Stated goal:
How would you render this sentence from the blog post on emotional response cards in Spanish: "We then printed the terms on standard business card stock."

Source:
28 May 2012 by Ammneh Azeim
Emotional response cards: a simple user research tool





Being emotional is often frowned upon in a business environment. But on a recent research project we decided to test out a new tool to help people express their feelings and provide us with better interview results.

We call the tool emotional response cards. In this blog post we are going to tell you how we used these cards and how they helped our research.

The Tool

We adapted our emotional response cards from a couple of other examples we have seen. We started with Microsoft’s product reaction cards, a set of 118 descriptive words that describe product characteristics. We reduced that to 50 terms, and tried to select words that were opposites or described opposing characteristics similar to a bipolar emotional response test (or BERT).

We then printed the terms on standard business card stock. Rather than have people use the cards to describe their reactions to a product, we were conducting interviews about participants experiences with complex services.

Emotional response cards

How We Used It

Last fall we travelled to four Western Canadian cities to interview ordinary people about the services they receive from a large organization. This organization provides services that people use just about every day and over long periods of time.

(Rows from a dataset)

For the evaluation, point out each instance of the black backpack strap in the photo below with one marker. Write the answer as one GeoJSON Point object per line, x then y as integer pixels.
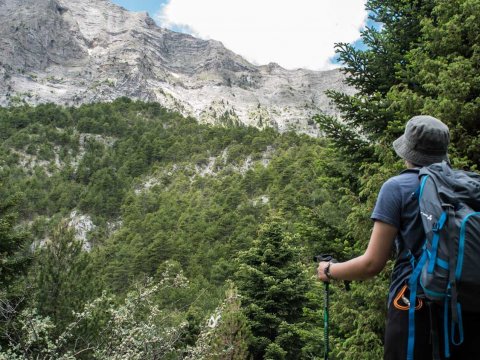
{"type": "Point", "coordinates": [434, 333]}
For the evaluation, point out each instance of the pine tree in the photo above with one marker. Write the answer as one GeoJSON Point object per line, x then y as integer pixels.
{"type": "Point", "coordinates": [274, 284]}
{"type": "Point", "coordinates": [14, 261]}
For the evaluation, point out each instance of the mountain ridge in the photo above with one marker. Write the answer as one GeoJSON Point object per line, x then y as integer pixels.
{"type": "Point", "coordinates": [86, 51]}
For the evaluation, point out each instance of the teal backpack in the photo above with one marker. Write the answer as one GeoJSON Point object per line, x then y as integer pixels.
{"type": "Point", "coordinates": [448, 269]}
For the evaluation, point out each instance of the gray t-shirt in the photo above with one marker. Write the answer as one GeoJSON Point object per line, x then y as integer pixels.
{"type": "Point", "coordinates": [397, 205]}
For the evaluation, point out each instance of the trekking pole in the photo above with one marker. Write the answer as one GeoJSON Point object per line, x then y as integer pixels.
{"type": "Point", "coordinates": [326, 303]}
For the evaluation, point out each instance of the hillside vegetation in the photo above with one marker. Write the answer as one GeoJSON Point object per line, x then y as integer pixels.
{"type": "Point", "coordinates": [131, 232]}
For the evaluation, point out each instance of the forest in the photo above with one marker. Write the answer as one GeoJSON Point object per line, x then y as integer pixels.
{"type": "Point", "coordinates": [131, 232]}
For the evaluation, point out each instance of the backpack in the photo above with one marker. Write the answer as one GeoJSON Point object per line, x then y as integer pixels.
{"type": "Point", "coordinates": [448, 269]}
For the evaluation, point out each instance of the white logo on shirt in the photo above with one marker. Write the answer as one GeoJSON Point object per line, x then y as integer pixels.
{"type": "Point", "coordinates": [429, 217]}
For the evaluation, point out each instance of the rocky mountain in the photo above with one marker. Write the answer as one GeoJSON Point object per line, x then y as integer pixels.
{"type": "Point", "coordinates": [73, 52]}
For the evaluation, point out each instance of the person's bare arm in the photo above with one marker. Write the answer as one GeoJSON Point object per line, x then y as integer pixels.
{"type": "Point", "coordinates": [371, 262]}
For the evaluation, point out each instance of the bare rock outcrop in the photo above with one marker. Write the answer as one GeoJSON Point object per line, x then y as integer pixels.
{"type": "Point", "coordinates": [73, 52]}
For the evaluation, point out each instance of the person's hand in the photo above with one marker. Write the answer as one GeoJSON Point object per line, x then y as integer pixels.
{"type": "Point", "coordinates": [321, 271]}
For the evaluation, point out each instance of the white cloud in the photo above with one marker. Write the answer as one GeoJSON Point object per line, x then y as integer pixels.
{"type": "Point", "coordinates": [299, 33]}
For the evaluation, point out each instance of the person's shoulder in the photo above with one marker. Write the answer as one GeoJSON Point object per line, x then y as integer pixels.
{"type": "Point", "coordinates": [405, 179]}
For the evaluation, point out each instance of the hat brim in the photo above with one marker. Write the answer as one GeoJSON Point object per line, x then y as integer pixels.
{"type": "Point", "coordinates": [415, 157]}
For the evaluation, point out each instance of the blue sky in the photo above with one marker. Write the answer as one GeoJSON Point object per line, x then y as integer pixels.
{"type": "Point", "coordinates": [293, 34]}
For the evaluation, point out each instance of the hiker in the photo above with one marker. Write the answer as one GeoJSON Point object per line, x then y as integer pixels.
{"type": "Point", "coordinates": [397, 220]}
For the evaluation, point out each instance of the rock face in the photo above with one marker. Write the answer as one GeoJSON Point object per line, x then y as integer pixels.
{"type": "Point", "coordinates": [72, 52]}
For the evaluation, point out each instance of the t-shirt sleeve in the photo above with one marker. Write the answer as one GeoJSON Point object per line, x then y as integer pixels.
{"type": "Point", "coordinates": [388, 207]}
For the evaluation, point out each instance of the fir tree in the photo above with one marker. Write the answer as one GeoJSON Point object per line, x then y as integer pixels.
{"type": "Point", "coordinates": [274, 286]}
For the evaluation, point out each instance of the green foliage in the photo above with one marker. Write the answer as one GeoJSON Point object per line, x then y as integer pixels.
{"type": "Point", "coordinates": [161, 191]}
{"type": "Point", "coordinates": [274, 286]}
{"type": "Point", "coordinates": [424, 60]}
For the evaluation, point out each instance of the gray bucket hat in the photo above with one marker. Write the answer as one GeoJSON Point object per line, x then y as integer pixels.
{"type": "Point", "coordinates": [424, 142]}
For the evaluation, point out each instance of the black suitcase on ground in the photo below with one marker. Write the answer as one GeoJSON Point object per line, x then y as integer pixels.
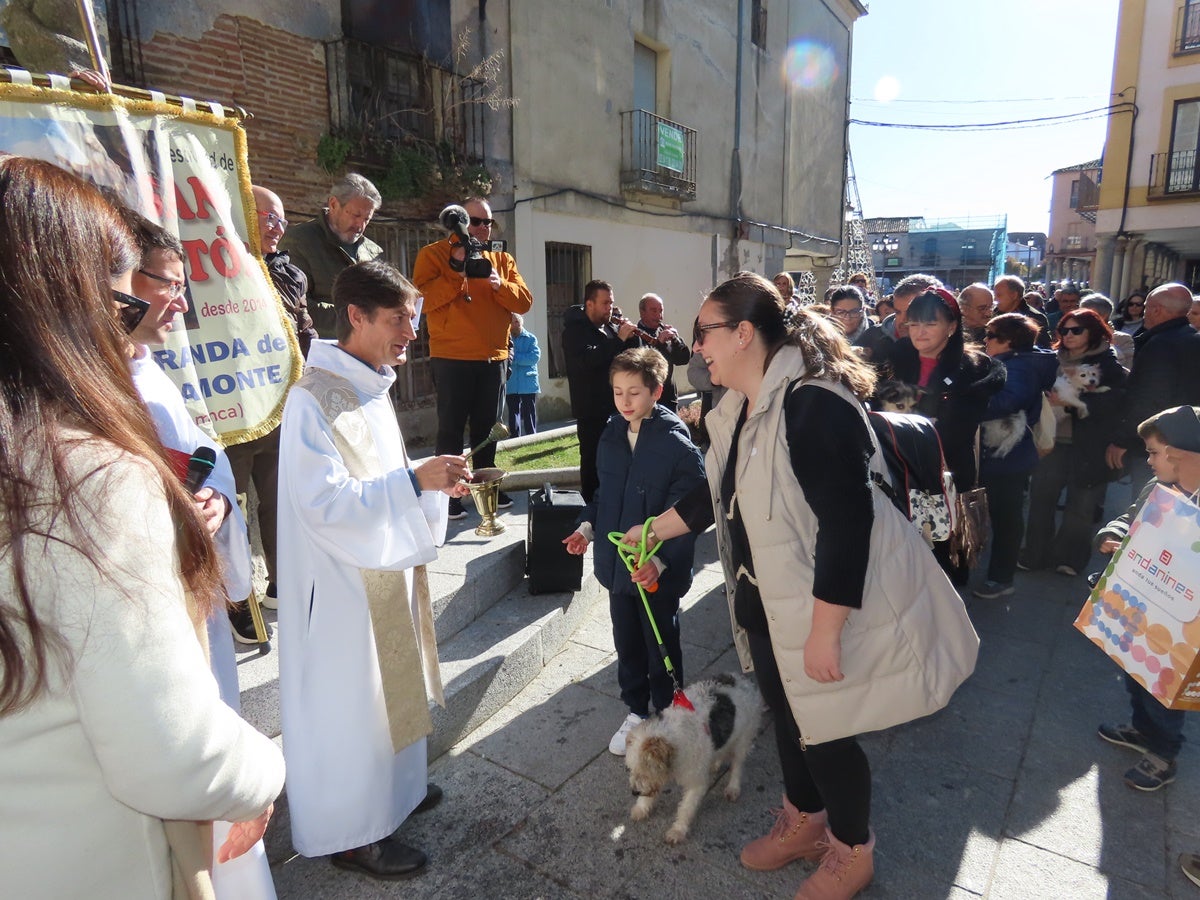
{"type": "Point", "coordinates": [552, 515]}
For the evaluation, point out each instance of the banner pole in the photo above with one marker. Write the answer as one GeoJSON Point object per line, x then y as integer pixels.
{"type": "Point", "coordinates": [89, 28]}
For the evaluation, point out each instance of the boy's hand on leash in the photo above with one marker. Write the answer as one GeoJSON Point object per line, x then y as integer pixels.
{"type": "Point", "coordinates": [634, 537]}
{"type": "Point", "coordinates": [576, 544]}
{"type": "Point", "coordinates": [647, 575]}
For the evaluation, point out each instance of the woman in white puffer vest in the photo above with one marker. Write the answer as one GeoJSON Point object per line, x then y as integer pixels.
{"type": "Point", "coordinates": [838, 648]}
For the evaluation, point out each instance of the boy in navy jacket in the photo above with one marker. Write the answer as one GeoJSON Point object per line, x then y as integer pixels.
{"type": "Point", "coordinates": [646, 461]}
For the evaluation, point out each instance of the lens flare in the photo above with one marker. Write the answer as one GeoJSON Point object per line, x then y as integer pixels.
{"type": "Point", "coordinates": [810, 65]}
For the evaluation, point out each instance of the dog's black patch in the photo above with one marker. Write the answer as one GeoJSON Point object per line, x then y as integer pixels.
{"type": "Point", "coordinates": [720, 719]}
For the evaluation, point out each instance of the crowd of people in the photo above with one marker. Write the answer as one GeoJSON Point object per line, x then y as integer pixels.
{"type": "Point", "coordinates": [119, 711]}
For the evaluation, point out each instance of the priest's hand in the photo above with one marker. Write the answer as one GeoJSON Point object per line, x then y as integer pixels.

--

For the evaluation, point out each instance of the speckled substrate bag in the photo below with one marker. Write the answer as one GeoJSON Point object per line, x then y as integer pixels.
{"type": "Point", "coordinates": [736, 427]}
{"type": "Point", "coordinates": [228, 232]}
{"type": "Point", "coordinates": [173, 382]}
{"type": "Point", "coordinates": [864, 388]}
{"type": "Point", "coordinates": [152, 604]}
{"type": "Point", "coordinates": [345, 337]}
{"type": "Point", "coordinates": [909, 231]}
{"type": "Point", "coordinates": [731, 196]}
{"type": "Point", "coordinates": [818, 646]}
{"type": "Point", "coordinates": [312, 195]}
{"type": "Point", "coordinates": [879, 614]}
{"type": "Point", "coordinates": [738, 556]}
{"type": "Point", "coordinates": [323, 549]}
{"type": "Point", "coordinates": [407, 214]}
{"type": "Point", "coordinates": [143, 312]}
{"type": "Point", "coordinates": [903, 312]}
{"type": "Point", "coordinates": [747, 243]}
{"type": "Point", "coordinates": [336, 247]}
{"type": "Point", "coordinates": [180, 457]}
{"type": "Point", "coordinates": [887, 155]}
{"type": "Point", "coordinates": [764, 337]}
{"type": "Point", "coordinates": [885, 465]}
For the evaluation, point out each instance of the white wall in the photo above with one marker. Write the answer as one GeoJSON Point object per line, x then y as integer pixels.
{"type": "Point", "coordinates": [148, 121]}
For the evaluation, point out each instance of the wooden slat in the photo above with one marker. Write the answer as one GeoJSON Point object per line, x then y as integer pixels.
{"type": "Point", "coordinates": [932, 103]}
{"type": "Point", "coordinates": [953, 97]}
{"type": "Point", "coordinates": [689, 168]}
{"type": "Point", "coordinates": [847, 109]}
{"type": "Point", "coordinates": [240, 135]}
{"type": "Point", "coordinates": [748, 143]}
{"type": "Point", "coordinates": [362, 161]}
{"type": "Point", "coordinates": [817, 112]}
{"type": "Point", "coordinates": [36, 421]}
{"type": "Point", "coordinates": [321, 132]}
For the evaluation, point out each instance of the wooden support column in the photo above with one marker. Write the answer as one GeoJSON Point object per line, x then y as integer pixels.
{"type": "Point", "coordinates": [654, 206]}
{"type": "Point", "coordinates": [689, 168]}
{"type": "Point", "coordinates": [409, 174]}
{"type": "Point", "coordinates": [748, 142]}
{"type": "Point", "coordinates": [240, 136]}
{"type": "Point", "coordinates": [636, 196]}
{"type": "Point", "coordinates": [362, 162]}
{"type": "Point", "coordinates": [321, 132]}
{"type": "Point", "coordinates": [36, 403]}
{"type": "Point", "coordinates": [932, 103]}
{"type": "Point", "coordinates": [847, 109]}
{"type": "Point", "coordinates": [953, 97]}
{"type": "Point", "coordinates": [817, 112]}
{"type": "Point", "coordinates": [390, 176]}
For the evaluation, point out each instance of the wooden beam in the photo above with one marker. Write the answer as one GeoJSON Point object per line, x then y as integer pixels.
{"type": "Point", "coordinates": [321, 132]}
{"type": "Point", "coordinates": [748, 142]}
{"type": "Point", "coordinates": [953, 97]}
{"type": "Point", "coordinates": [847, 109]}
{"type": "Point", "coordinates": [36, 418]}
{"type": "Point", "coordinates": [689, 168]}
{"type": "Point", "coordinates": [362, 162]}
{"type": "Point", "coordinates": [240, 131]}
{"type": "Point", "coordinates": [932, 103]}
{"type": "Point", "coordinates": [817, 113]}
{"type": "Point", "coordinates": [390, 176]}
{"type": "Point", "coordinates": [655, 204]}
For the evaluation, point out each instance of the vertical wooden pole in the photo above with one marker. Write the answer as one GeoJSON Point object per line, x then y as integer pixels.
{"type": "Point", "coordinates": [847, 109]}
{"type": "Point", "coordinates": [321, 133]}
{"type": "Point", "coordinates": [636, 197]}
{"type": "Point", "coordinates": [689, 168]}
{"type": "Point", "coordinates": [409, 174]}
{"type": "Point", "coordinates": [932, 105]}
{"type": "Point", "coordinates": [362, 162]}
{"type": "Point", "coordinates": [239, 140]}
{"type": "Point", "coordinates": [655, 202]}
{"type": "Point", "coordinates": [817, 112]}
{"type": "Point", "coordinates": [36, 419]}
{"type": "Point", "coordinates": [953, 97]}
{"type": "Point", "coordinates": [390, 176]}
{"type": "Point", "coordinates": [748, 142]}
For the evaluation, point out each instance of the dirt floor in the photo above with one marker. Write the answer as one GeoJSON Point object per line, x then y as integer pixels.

Result:
Luego imprimimos los términos en cartulina estándar para tarjetas de presentación.